EXCERPT PROVIDED
#####
The CDC investigated the outbreak in 2019 and 2020, and it was again reopened in November 2021. In prior investigations, the agency wasn’t able to trace the source of the illness. But when the case was reopened last year, the CDC found it was packaged salads and lettuce sold by Dole that were making people sick.
In all, 18 people were sickened in 13 states. All of them were hospitalized.
Three deaths were reported – one in Michigan, one in Ohio, and one in Wisconsin.
The affected people were between 50 and 94 years old.
The CDC believes the true number of people affected by the outbreak is much higher because many people recover on their own and therefore are never tested for listeria.
Listeria symptoms can start anywhere from the same day of eating contaminated food and up to four weeks after. Symptoms include diarrhea, fever, muscle aches, nausea, and vomiting.
#####
STORED DATA
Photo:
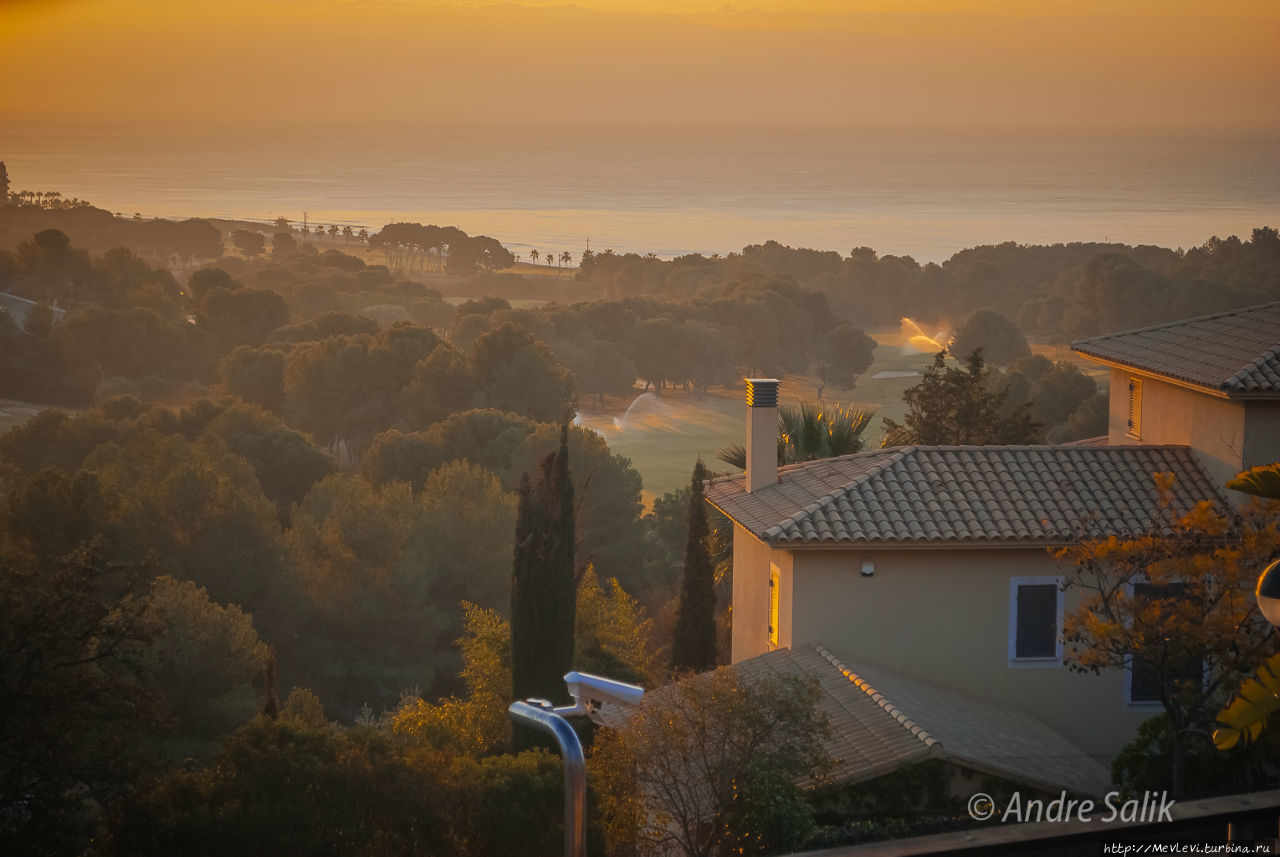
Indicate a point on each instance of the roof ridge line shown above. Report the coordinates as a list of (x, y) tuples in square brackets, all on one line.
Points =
[(1173, 324), (891, 457), (1271, 353), (878, 699)]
#####
WORK TASK
Carry on the listeria outbreak report, starting right after its last sentence. The data above is separate from the listeria outbreak report.

RESPONSE BELOW
The illnesses related to the Dole outbreak were reported over several years, ranging from Aug. 16, 2014, to Jan. 15, 2022.
Data showed that bacteria from sick people’s samples over that time period were closely related genetically. “This suggests that people in this outbreak got sick from the same food,” writes the CDC.
The discovery of the outbreak prompted a large recall of Dole packaged salads and iceberg lettuce that was processed at the company’s facilities in Bessemer City, North Carolina, and Yuma, Arizona. The recalls were issued in December 2021 and January 2022.
As of Monday, the CDC officially called the outbreak over.